___ EXTRACTED MATERIAL
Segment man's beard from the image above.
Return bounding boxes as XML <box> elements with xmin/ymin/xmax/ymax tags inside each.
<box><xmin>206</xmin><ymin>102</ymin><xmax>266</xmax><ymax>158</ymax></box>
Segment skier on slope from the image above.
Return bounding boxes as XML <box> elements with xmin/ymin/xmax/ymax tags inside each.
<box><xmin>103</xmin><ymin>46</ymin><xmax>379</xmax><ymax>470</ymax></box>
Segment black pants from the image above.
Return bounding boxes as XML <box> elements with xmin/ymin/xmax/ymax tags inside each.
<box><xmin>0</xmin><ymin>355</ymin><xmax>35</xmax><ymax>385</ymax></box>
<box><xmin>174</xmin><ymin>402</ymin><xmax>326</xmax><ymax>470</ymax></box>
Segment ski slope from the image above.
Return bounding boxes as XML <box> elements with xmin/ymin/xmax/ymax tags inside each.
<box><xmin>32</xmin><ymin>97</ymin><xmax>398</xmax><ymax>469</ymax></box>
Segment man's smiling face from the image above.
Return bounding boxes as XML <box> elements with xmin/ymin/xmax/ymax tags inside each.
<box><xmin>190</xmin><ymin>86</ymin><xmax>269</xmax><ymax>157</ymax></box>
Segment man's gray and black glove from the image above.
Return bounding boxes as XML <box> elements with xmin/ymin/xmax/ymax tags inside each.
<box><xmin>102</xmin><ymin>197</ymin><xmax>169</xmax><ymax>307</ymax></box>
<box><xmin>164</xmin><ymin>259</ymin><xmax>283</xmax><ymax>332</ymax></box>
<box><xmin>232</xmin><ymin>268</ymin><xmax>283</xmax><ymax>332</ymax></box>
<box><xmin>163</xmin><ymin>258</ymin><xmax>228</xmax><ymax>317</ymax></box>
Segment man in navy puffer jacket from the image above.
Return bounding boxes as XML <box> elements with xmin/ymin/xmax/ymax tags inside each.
______
YOUR TASK:
Could you print, word for word, the line containing "Segment man's smiling" and every line after it through the end of the records, and nothing else?

ANSWER AREA:
Segment man's smiling face from the image above.
Return bounding boxes as XML <box> elements with xmin/ymin/xmax/ymax tags inside each.
<box><xmin>190</xmin><ymin>86</ymin><xmax>269</xmax><ymax>157</ymax></box>
Segment man's gray and black glove from the image above.
Return bounding boxes as XML <box> elements with xmin/ymin/xmax/ymax tags inside each.
<box><xmin>102</xmin><ymin>197</ymin><xmax>169</xmax><ymax>307</ymax></box>
<box><xmin>164</xmin><ymin>259</ymin><xmax>283</xmax><ymax>332</ymax></box>
<box><xmin>232</xmin><ymin>268</ymin><xmax>283</xmax><ymax>332</ymax></box>
<box><xmin>163</xmin><ymin>258</ymin><xmax>228</xmax><ymax>317</ymax></box>
Segment man in navy puffer jacket from the image above.
Return bounding boxes as XML <box> elements with xmin/ymin/xmax/ymax tags inside each.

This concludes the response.